WHAT TO DO:
Reproduce the portion of the passage below on the political meaning of theory that opens with the words "It is obvious" and closes with "of people’s lives.", substituting "collective movements" for "social movements".

── PASSAGE SHOWN ──

CCINDLE: The Political Meaning of Theory

It is obvious thing to say that every scientific research needs theory. Theories provide us with abstract categories and their, more or less precise, definitions. They suggest connections between different elements of social realities and characterise them in a way that help us understand how society works, evolves or stays the same. Thanks to certain theories we can explain for instance why people organize themselves into social movements, how they mobilize others to join, and how together they push for certain cultural or institutional changes, and remain successful or not. Theories inform our understanding of the world but there is always a back and forth exchange between abstract, general statements and the examination of people’s lives.

Back in the 70s, Dorothy E. Smith, a Canadian ethnographer and feminist sociologist, highlighted the ambiguous consequences of who actually participated in theoretical reflection and decided about research. As the only woman in her faculty, and a divorced mother of two sharing her time between university and her household, she noticed that within this male-dominated field, her experiences as a topic of study were completely absent. All sorts of women’s problems were just not there, by tacit assumption that they remain trivial and not “scientific” enough.

───
── RECORDED INFORMATION ──

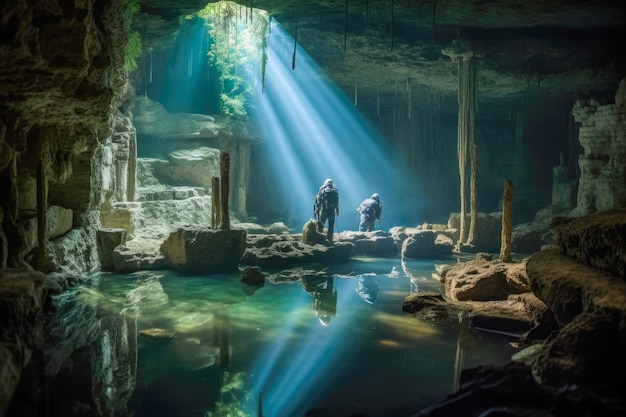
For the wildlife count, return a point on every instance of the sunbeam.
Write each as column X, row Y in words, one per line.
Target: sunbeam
column 315, row 133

───

EXPECTED ANSWER:
It is obvious thing to say that every scientific research needs theory. Theories provide us with abstract categories and their, more or less precise, definitions. They suggest connections between different elements of social realities and characterise them in a way that help us understand how society works, evolves or stays the same. Thanks to certain theories we can explain for instance why people organize themselves into collective movements, how they mobilize others to join, and how together they push for certain cultural or institutional changes, and remain successful or not. Theories inform our understanding of the world but there is always a back and forth exchange between abstract, general statements and the examination of people’s lives.